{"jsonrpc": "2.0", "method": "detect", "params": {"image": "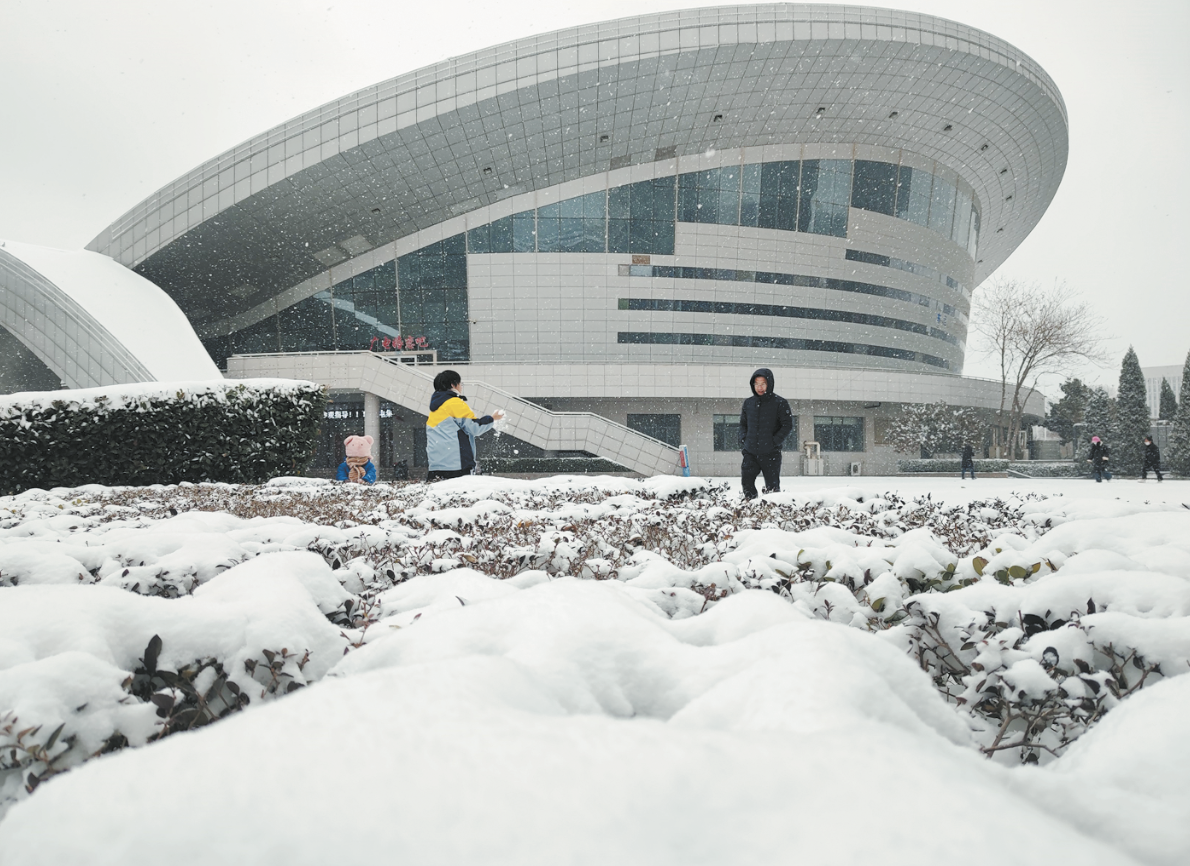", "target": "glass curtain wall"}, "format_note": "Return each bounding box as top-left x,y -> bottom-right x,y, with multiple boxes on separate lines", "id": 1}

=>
221,159 -> 979,362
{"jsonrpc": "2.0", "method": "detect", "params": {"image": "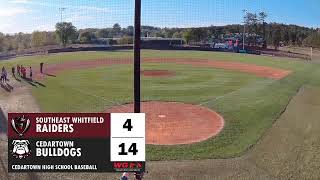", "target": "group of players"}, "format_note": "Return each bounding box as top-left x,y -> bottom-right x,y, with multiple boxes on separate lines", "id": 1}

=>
12,64 -> 32,81
1,63 -> 43,84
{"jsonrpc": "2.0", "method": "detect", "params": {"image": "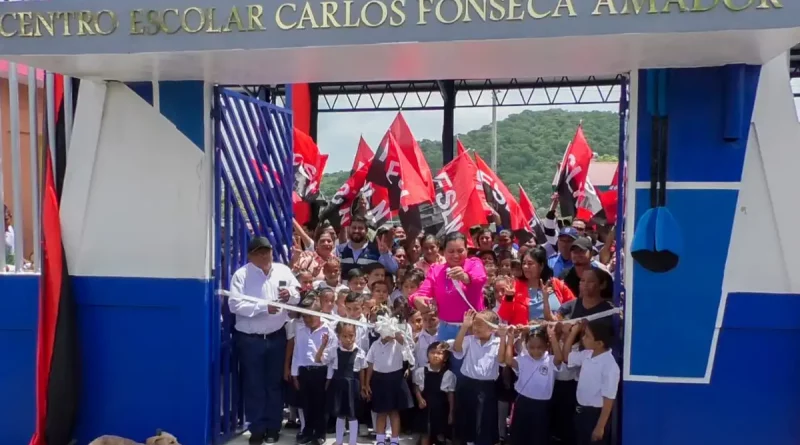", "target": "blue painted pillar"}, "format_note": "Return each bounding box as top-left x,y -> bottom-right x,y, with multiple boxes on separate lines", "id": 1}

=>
623,66 -> 766,445
69,81 -> 212,445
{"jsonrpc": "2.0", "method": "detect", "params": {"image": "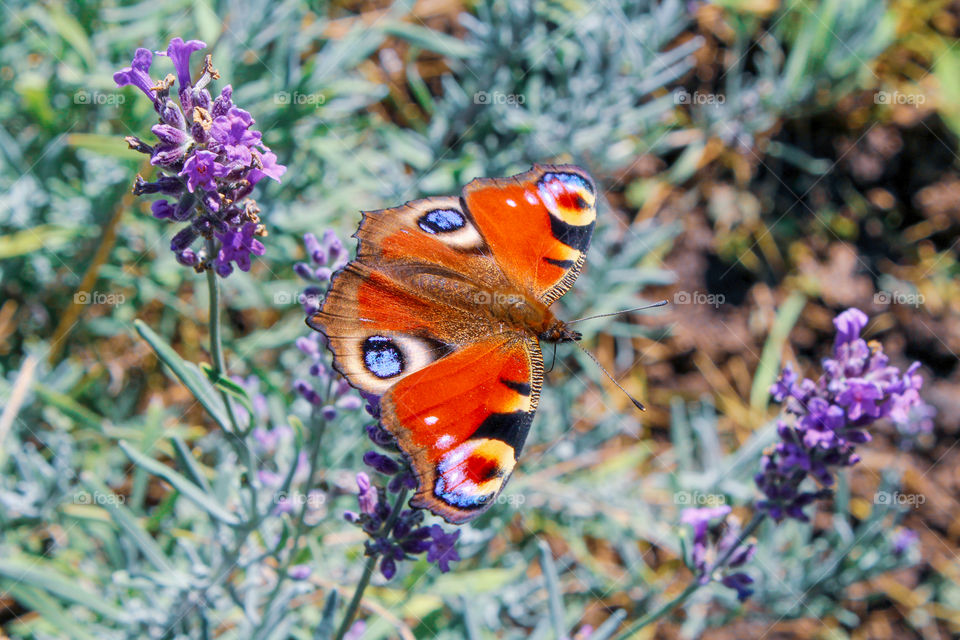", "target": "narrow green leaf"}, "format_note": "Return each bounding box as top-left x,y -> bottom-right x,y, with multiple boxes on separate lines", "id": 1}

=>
200,362 -> 253,416
0,580 -> 97,640
133,320 -> 231,431
539,540 -> 567,638
0,556 -> 128,624
80,471 -> 173,573
383,20 -> 479,58
590,609 -> 627,640
170,435 -> 211,493
313,589 -> 339,640
33,382 -> 108,432
750,291 -> 807,411
120,441 -> 240,526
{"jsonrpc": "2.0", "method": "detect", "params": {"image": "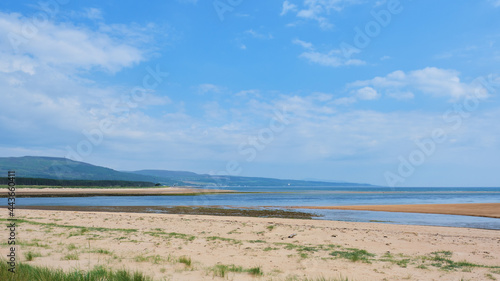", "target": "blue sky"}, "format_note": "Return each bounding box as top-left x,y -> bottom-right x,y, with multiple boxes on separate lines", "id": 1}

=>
0,0 -> 500,187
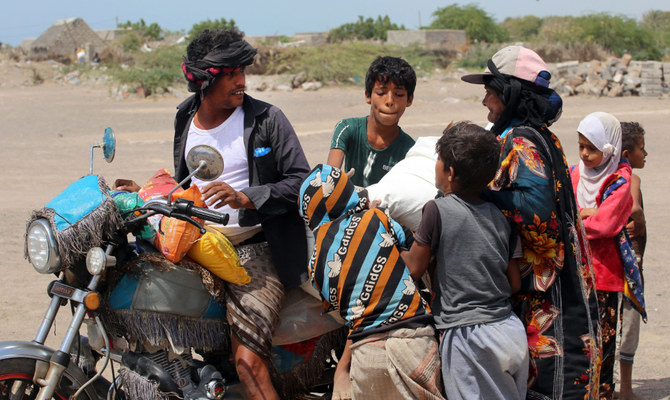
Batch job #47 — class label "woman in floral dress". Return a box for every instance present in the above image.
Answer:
[461,46,601,399]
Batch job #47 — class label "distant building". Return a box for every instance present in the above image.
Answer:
[29,18,104,59]
[386,29,467,50]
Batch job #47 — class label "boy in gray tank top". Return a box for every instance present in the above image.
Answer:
[402,122,529,399]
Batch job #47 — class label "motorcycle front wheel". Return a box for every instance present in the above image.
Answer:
[0,358,90,400]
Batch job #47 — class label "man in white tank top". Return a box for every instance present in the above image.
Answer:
[117,29,309,399]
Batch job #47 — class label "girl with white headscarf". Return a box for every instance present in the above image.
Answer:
[571,112,633,398]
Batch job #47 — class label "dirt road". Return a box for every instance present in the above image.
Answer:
[0,77,670,399]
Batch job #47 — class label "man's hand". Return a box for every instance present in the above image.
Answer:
[202,182,256,209]
[113,179,140,192]
[579,208,598,218]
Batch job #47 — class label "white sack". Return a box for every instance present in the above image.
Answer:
[367,136,440,231]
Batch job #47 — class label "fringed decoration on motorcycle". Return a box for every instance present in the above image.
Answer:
[100,252,230,353]
[24,175,122,268]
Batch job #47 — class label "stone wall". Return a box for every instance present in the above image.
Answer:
[549,55,670,97]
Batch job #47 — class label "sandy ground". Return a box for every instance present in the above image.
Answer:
[0,71,670,399]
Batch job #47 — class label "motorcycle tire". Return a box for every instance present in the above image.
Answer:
[0,358,91,400]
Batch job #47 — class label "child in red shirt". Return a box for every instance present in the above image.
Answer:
[571,112,633,399]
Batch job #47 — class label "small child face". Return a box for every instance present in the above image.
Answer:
[365,81,412,126]
[435,154,452,194]
[626,137,647,168]
[578,133,603,168]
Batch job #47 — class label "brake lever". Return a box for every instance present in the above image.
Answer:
[170,212,207,235]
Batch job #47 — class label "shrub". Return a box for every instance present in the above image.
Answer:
[118,18,163,40]
[112,45,186,96]
[328,15,405,43]
[188,18,239,41]
[429,4,507,43]
[500,15,544,41]
[264,42,445,83]
[121,31,142,53]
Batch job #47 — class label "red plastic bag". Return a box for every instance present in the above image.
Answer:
[154,185,205,263]
[137,168,184,202]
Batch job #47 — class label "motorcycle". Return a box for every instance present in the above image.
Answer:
[0,128,346,400]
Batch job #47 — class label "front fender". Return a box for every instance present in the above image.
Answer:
[0,340,53,362]
[0,340,100,399]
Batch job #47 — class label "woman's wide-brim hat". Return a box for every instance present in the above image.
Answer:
[461,46,549,87]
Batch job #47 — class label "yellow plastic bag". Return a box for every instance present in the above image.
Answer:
[188,227,251,285]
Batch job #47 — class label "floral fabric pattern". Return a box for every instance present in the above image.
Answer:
[490,126,601,399]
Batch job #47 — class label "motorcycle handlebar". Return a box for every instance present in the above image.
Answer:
[175,199,230,225]
[144,199,230,226]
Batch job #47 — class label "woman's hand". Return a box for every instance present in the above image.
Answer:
[579,208,598,218]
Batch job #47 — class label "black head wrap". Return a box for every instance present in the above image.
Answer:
[484,60,563,135]
[181,40,257,95]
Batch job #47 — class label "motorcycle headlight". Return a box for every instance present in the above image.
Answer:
[26,219,61,274]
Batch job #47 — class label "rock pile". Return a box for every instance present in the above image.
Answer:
[549,54,670,97]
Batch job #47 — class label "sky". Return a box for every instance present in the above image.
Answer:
[0,0,670,46]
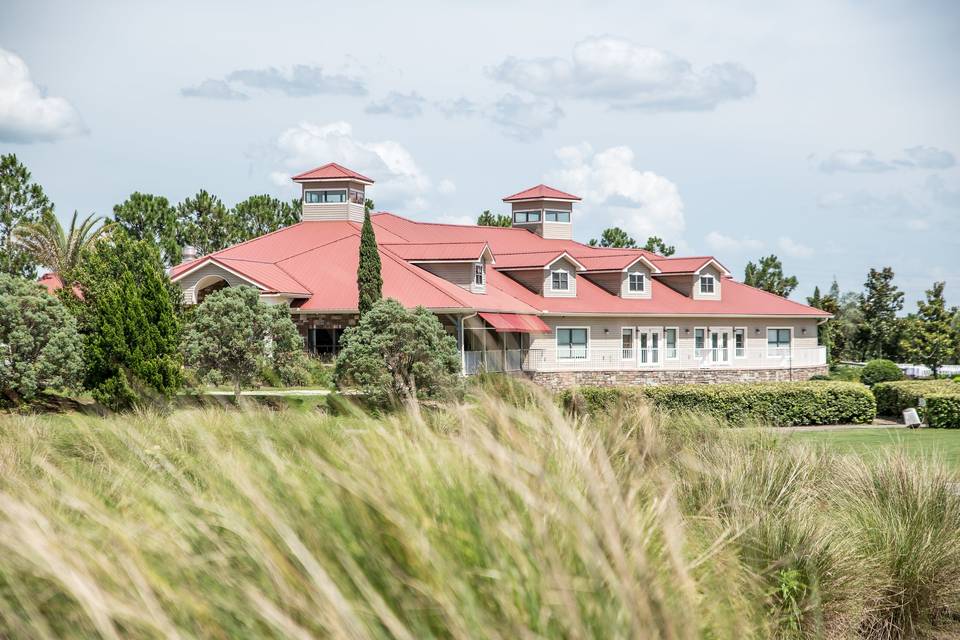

▸ **Problem**: Please locate every line in the entries above that contains the word "tank" and copy each one.

▸ **Written solution**:
Batch job #47 — class label "boy in gray tank top". Return a box for every instance present in the above image.
Batch job #47 — class label "man in white tank top". Return a box for every instance present in the above image.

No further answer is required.